**Short exercise:**
Reproduce the listing below with each "instance" swapped for "occurrence", leaving everything else unchanged.
** Begin **
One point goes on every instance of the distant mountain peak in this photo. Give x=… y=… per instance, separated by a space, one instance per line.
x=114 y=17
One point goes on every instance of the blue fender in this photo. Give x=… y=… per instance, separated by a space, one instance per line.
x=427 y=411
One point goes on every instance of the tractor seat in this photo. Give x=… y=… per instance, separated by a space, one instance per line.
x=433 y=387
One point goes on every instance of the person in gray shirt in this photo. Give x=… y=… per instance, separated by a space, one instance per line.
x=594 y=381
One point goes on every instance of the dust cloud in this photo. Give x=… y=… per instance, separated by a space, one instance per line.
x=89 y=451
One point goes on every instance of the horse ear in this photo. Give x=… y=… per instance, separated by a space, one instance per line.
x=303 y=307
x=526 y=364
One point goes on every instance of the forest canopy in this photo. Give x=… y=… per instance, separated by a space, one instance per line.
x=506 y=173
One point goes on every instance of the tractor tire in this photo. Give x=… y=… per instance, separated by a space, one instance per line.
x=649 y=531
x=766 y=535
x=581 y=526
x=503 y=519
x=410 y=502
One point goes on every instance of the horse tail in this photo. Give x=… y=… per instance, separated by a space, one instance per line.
** End **
**Finished exercise:**
One point goes on every occurrence of the distant mountain peak in this photo. Give x=… y=… per occurrence, separated by a space, one occurrence per line.
x=114 y=17
One point goes on every occurrence of the blue fender in this photo. Give x=… y=… per occurrence, separated by a space, one occurrence per line.
x=427 y=411
One point goes on every occurrence of the tractor seat in this photo. Give x=… y=… per occurrence, separated by a space, one occurrence per line.
x=433 y=387
One point goes on every occurrence of the person in gray shirt in this photo. Give x=… y=… per occurrence, separated by a space, one occurrence per line.
x=594 y=381
One point goes on every occurrence of the dust cloud in this photo. Give x=… y=… per occurrence, separated by a space, one occurrence per line.
x=89 y=451
One point goes on every occurrence of the horse ear in this photo. Give x=… y=… per occurrence, separated by a space, one occurrence per line.
x=303 y=307
x=526 y=364
One point goes on every occurrence of the forest canopy in this photo. Give x=… y=… per occurrence, separated by a space, one occurrence per line.
x=506 y=173
One point goes on every occurrence of the tractor tire in this photo. Give x=… y=… per occurrence, separated by a space, one occurrence per line.
x=649 y=531
x=766 y=535
x=581 y=526
x=503 y=519
x=410 y=502
One point goes on every occurrence of the horse tail in this photo. Give x=… y=… per occurrence, separated by a space, one occurrence per line.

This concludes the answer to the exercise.